What the exercise asks: Rewrite the data below with every "SHOULD" changed to "MUST" and nothing else altered. Omit the pictures from your answer.

Data lines:
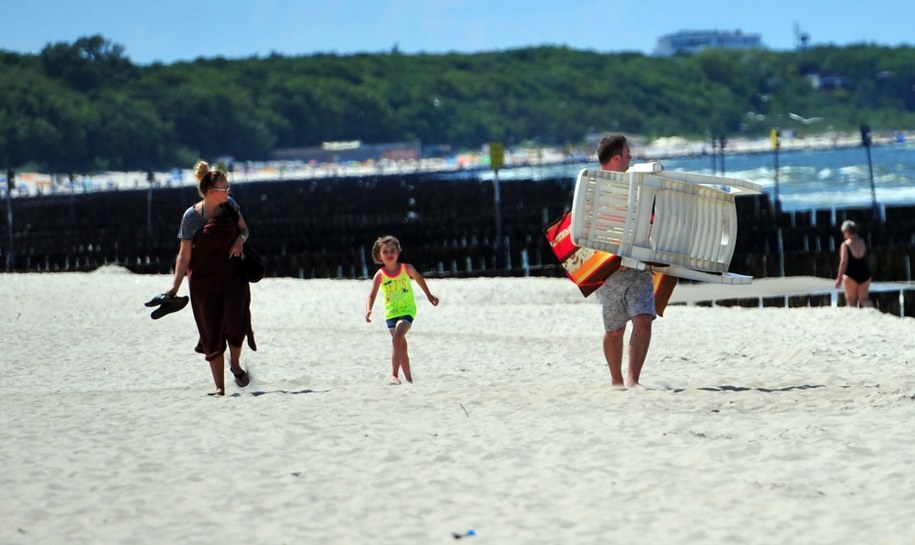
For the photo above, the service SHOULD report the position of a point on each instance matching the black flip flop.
(167, 304)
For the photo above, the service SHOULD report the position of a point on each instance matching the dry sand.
(759, 425)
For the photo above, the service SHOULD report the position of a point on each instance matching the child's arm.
(415, 275)
(370, 300)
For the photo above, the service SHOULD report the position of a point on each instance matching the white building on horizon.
(694, 41)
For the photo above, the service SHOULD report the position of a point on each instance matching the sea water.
(805, 180)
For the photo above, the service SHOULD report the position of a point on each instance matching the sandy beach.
(768, 425)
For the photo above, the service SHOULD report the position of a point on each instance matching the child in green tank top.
(393, 279)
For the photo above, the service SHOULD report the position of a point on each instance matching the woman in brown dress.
(212, 241)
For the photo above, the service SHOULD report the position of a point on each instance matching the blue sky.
(171, 30)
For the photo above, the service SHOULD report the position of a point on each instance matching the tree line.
(85, 106)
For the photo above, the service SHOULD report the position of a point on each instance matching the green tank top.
(398, 294)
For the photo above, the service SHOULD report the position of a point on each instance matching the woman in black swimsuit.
(853, 267)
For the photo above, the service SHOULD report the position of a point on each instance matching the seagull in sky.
(805, 120)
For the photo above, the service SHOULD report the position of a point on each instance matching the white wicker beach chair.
(678, 223)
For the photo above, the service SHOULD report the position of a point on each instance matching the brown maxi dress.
(220, 293)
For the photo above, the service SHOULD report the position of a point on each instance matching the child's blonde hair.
(381, 242)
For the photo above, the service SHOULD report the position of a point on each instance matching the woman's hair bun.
(201, 169)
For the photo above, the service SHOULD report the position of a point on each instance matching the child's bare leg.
(399, 358)
(405, 362)
(851, 293)
(864, 299)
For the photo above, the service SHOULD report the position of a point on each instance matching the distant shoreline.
(32, 184)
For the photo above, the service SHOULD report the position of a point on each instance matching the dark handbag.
(252, 263)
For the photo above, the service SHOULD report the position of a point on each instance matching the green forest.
(84, 105)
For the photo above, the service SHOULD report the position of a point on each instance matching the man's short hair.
(610, 146)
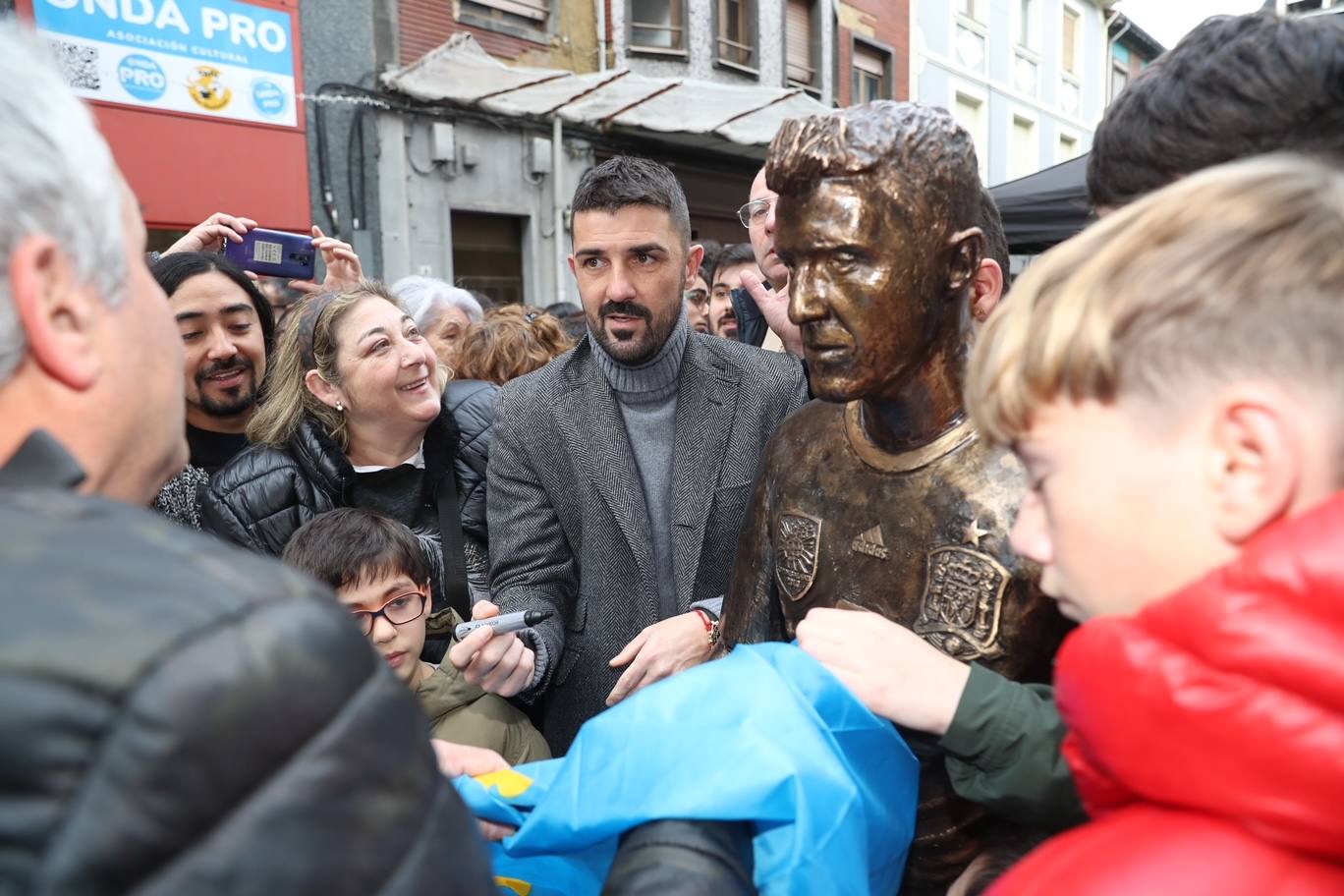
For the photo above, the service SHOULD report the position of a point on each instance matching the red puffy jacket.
(1207, 732)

Result of this task:
For the photo above, the service MUST report the position of a point on each instance matching the black flip flop.
(167, 304)
For the photo above, the service MUST report the position of a point on each instance matching the dry sand.
(759, 425)
For the photo above, the service MUST report the position of a point on each instance matching the child's arm.
(415, 275)
(370, 300)
For the photo above, the service MUST report the position of a point on each instance matching the white building on horizon.
(694, 41)
For the photo above, the service MUST report the position of a point on each instance matching the sea water.
(805, 180)
For the photo above, the service MUST report the position of a point on each instance matching the sandy beach.
(768, 425)
For the photo above, the service MUST report the position of a point on each instance matching the child in green tank top.
(393, 279)
For the photo above, the service MUST report the position of a point on each instance matching the woman in brown dress.
(212, 241)
For the photo above, the service MUST report the position of a point on each instance matching the blue sky.
(171, 30)
For the photo above, the service MUST report the position of a point on each instance matching the tree line.
(85, 106)
For the photo above, the service MUST report the position of a point on each instance matching the green tank top.
(398, 294)
For the photo above, the service MUST report the position of a point on each instance matching the woman in black swimsuit.
(853, 267)
For the photo above, the service MUST report the position of a point on each instance matching the seagull in sky.
(805, 120)
For the photo above, the service MUST report the position of a point on each instance matching the white wicker beach chair.
(678, 223)
For the photo above, the service MUST report the position of a point on each instance matching the brown maxi dress.
(220, 293)
For the photo above, the service MUST report the position of a point on each instance matching the child's blonde hair.
(381, 242)
For the photo above, the service MUST report the position of a point on each instance matching the woman's hair bun.
(201, 169)
For the photo above, the service MUST report the position of a point on each instance matching the child's bare leg.
(399, 358)
(405, 362)
(851, 293)
(864, 299)
For the photo above, the service MUST report the position of a point on each instance matching the distant shoreline.
(32, 184)
For the photo above, the service MUST report the position of a point on each instance matching the dark handbag.
(252, 263)
For the photo above, the service MUST report the position of a point on each instance matching the green forest.
(84, 105)
For the photo above, the service MUST report the position of a point on each instance matching the man's short hair.
(610, 146)
For the photo above, the service MUST report the position of a point on each instance matching the red puffy jacket.
(1207, 732)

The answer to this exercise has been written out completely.